Compito assegnato 1: Restituisci senza alcuna modifica il passo del brano sulla poesia di Bordini che va da "Il fatto di" fino a "demente, p. 120)." compreso.

Brano:
○ ○ ○ ○ ○
Il fatto di non poter credere del tutto alla propria esistenza né tanto meno alla propria identità e alla propria discendenza, al punto da voler chiamare il vecchio numero di casa per parlare con il se stesso di vent’anni prima e fare due chiacchiere di circostanza (Poesia scritta di notte, p. 31), ha però la capacità di rompere una impasse apparentemente fatale nella sua radicalità: nella latenza dell’uno e dell’altro polo il poeta costruisce la sua casa.

Inchiodato alla sua indefettibile debolezza interiore Bordini finisce per farne l’apologia, declinandola sul piano continuo della spiritualità e della materia, dall’infanzia all’identità sessuale, tutte cose colpevolmente create all’ultimo momento (insieme alla morte) da Dio e dalla cricca dei suoi aiutanti/disturbatori ingegneri del cosmo (Poesia demente, p. 120).
○ ○ ○ ○ ○
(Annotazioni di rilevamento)

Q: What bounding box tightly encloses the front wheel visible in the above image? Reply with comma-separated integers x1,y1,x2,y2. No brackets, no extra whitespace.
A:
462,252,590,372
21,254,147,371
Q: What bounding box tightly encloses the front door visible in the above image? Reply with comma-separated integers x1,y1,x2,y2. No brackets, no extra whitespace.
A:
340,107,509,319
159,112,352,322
○ ○ ○ ○ ○
Compito assegnato 2: Ribatti identiche, dalla prima all'ultima, tutte le righe delle annotazioni di rilevamento riportate sopra.

Risposta 1:
Il fatto di non poter credere del tutto alla propria esistenza né tanto meno alla propria identità e alla propria discendenza, al punto da voler chiamare il vecchio numero di casa per parlare con il se stesso di vent’anni prima e fare due chiacchiere di circostanza (Poesia scritta di notte, p. 31), ha però la capacità di rompere una impasse apparentemente fatale nella sua radicalità: nella latenza dell’uno e dell’altro polo il poeta costruisce la sua casa.

Inchiodato alla sua indefettibile debolezza interiore Bordini finisce per farne l’apologia, declinandola sul piano continuo della spiritualità e della materia, dall’infanzia all’identità sessuale, tutte cose colpevolmente create all’ultimo momento (insieme alla morte) da Dio e dalla cricca dei suoi aiutanti/disturbatori ingegneri del cosmo (Poesia demente, p. 120).

Risposta 2:
Q: What bounding box tightly encloses the front wheel visible in the above image? Reply with comma-separated integers x1,y1,x2,y2. No brackets, no extra whitespace.
A:
462,252,590,372
21,254,147,371
Q: What bounding box tightly encloses the front door visible in the above image? Reply with comma-separated integers x1,y1,x2,y2. No brackets, no extra whitespace.
A:
340,107,509,319
159,112,352,322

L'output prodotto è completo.